* What to produce
Pick out each line in these entries that contains the string "illuminated".

*** Records shown Section Begins ***

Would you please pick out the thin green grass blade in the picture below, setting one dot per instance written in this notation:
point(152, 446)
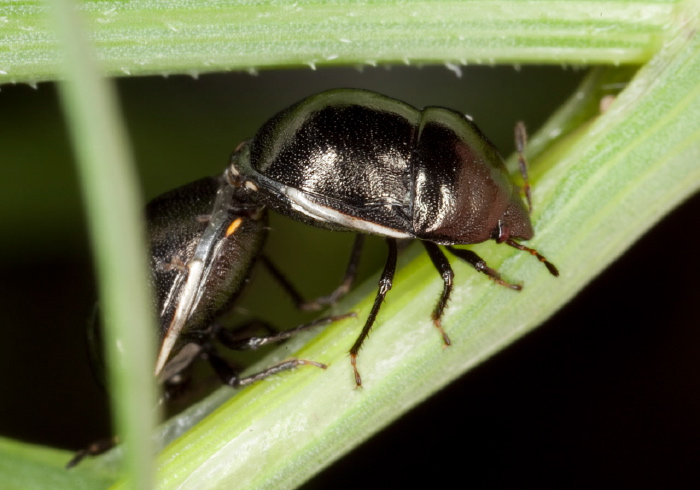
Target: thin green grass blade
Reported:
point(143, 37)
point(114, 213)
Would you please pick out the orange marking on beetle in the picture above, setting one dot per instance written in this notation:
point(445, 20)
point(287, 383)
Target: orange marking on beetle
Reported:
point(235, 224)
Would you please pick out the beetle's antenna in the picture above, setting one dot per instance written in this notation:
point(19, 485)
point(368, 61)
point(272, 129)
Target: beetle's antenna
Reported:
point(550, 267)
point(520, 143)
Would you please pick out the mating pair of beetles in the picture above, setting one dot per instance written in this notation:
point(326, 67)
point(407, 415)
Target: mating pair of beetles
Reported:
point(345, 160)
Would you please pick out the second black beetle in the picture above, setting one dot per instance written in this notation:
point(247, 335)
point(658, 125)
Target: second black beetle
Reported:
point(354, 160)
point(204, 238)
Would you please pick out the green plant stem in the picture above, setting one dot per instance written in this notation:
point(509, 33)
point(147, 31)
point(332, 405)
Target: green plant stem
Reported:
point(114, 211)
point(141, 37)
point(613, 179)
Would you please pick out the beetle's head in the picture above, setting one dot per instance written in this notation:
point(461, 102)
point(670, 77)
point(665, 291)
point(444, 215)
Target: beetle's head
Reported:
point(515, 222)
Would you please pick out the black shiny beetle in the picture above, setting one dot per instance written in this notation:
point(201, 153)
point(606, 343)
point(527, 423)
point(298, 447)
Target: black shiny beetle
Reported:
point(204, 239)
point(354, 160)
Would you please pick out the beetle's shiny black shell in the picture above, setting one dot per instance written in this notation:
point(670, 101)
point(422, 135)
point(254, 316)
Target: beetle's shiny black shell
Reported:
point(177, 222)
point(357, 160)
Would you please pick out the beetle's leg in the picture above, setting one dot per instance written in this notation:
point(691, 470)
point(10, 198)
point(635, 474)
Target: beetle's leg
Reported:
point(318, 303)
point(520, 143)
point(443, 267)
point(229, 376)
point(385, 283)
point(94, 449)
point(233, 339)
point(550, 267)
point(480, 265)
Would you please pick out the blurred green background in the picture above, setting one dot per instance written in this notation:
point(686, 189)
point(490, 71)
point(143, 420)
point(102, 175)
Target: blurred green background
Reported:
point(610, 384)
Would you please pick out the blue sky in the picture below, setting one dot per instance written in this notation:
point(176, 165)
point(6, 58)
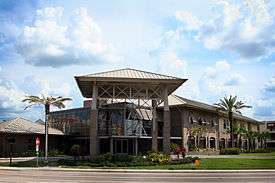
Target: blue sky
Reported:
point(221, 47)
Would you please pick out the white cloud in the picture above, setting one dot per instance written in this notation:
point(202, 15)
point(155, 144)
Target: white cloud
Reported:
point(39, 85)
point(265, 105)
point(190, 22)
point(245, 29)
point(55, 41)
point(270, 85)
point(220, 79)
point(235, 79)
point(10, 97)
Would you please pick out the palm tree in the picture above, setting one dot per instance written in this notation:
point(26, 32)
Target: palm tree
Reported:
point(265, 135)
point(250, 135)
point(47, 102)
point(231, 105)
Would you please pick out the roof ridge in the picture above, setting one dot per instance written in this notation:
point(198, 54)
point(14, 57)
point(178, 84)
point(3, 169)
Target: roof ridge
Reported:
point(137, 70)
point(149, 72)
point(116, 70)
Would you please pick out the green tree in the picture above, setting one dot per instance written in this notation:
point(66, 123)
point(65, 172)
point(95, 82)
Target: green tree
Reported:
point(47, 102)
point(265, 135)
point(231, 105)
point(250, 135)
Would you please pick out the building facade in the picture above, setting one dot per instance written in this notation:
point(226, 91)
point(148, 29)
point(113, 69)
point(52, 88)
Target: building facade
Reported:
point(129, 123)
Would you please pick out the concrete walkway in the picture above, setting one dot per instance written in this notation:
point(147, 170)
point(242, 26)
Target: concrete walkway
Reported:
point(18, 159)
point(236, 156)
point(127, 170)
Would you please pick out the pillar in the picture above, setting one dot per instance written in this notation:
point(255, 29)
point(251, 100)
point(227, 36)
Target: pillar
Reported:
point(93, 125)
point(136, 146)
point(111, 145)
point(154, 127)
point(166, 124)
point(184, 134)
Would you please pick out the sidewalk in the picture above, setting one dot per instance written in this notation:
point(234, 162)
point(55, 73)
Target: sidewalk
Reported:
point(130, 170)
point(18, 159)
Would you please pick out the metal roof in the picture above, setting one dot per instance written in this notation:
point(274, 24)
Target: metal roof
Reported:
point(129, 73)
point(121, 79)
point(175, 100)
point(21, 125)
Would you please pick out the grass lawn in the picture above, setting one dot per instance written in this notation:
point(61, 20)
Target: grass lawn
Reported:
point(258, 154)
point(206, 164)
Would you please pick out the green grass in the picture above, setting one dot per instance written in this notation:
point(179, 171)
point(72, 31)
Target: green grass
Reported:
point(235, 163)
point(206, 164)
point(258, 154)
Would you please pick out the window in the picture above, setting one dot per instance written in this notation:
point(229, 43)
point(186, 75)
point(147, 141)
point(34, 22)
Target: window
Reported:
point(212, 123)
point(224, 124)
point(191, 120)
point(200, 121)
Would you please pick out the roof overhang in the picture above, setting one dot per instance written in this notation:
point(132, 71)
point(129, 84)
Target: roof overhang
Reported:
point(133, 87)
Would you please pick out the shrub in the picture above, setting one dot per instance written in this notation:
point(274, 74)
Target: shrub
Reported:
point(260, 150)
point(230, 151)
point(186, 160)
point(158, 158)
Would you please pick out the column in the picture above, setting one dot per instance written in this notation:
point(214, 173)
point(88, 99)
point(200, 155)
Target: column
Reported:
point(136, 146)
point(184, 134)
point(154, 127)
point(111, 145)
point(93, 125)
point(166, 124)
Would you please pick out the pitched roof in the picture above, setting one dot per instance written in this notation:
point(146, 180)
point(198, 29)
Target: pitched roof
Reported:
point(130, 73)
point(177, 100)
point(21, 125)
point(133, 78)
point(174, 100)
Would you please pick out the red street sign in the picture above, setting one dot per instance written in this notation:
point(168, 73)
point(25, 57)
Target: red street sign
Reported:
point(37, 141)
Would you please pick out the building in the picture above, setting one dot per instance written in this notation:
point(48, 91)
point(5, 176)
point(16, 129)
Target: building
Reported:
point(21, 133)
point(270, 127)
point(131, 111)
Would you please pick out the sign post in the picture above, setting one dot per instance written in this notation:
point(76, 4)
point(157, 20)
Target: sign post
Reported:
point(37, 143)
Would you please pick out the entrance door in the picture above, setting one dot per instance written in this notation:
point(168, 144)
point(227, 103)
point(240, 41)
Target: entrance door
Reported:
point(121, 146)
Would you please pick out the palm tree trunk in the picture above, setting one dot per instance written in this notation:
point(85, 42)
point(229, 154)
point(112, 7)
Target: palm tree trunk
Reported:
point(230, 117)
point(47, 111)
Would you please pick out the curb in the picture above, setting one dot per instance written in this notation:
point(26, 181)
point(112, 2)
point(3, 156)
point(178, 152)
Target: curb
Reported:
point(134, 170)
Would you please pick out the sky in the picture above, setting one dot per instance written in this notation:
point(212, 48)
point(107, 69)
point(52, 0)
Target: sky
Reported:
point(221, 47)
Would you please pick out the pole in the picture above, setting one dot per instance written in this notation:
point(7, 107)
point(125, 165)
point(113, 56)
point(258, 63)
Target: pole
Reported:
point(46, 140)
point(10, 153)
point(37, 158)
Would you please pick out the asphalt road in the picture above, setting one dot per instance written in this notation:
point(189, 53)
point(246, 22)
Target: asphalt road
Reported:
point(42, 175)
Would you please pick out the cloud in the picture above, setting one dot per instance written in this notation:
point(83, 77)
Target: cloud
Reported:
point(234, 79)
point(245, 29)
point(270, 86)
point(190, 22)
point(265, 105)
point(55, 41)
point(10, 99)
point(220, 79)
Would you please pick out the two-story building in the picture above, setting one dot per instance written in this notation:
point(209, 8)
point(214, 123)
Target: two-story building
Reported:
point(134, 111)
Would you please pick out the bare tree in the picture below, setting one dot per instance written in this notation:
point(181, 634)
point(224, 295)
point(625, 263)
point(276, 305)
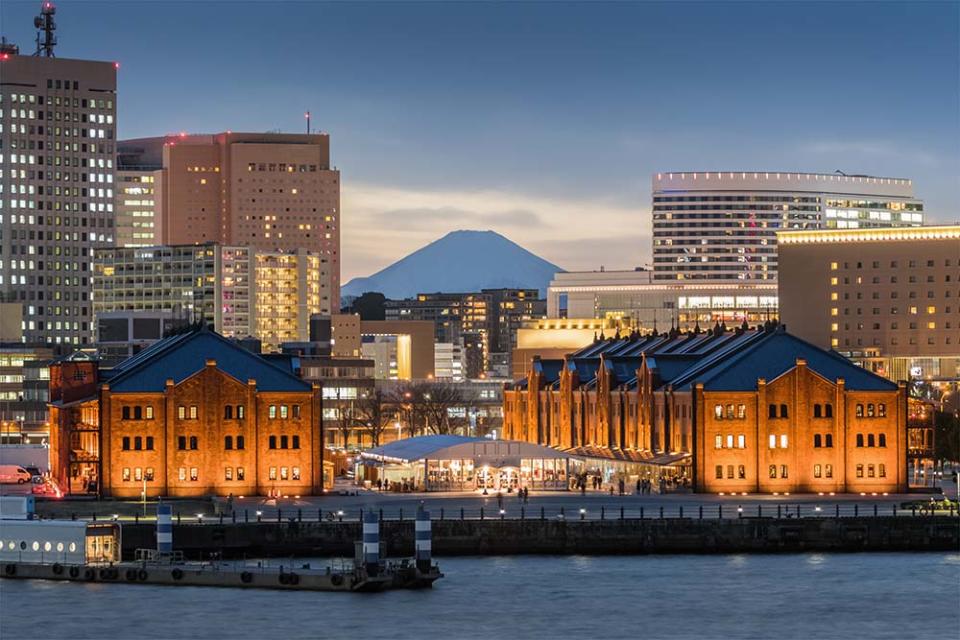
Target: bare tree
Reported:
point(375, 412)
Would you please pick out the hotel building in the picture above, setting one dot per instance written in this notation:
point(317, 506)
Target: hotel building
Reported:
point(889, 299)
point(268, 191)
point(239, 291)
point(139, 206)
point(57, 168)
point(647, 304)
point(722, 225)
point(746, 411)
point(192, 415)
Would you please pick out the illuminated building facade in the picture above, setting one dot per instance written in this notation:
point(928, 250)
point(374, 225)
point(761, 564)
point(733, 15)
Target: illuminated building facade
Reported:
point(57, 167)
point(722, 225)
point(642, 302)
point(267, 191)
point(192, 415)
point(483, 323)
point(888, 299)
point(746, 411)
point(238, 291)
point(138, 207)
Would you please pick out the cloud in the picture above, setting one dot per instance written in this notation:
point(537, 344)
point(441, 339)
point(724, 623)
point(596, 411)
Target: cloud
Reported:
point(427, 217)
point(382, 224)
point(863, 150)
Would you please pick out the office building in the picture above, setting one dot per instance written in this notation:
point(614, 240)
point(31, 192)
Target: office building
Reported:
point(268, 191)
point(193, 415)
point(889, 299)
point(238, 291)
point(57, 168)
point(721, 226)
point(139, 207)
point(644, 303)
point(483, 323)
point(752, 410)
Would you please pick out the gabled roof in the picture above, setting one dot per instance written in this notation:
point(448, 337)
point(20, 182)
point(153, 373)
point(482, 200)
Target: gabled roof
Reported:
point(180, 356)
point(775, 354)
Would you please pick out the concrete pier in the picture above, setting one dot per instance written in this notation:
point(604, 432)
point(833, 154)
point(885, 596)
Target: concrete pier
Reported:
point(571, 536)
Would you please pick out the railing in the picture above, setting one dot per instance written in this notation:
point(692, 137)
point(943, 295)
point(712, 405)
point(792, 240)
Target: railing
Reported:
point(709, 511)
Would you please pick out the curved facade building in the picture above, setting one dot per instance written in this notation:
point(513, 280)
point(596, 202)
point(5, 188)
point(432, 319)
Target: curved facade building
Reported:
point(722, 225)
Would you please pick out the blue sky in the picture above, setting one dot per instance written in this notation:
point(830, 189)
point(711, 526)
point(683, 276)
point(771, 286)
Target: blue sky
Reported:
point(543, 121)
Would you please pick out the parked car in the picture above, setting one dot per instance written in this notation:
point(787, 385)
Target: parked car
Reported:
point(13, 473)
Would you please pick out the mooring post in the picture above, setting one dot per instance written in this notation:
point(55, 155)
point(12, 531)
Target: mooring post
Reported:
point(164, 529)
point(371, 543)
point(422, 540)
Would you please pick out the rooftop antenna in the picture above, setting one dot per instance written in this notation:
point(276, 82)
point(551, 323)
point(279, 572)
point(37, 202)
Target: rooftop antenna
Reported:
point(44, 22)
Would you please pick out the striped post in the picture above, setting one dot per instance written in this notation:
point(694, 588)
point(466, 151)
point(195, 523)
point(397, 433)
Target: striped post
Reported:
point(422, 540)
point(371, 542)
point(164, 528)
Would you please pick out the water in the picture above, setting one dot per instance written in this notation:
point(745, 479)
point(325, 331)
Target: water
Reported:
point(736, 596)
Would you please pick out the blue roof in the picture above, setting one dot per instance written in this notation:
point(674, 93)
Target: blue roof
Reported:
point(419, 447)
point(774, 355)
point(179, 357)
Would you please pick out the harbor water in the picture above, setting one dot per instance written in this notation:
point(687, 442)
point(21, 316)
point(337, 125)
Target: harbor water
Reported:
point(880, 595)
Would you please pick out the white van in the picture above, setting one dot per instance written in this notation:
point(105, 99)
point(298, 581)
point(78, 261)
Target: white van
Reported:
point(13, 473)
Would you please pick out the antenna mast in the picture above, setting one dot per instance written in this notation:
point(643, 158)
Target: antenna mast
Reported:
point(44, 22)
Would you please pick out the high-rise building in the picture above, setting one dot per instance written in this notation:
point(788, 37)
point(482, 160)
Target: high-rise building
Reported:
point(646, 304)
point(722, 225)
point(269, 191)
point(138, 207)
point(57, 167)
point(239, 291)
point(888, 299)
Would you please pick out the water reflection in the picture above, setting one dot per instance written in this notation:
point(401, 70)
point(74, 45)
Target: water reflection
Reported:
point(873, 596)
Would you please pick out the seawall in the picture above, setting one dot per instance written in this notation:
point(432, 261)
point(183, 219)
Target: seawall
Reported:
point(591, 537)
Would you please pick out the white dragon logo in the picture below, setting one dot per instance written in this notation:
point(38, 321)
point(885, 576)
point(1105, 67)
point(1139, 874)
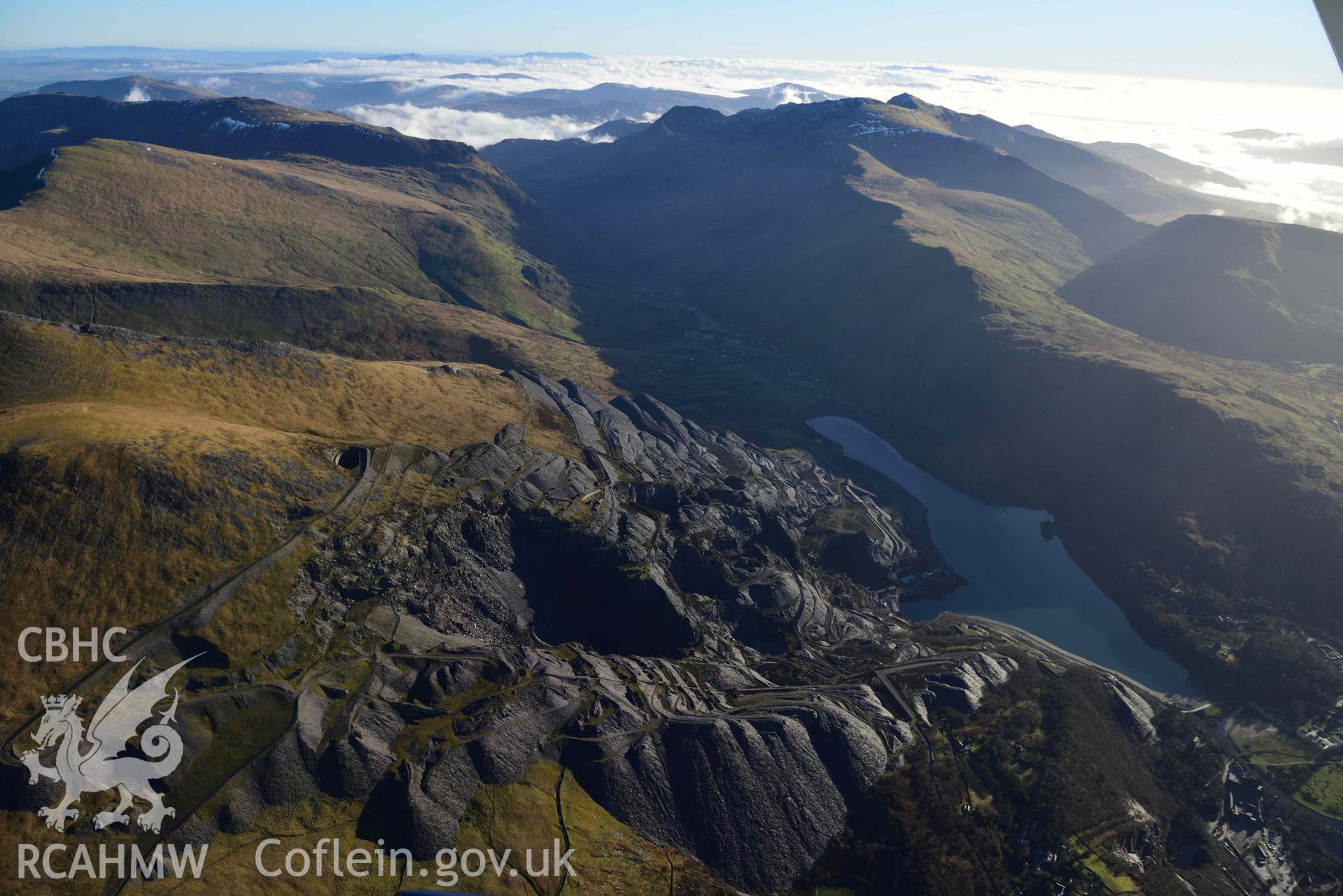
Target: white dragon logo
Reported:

*** Records shown Section Ends ***

* Written answer
Would you please pick out the illuminated building facade in the picture above, setting one dot per instance written in this notation:
Target: illuminated building facade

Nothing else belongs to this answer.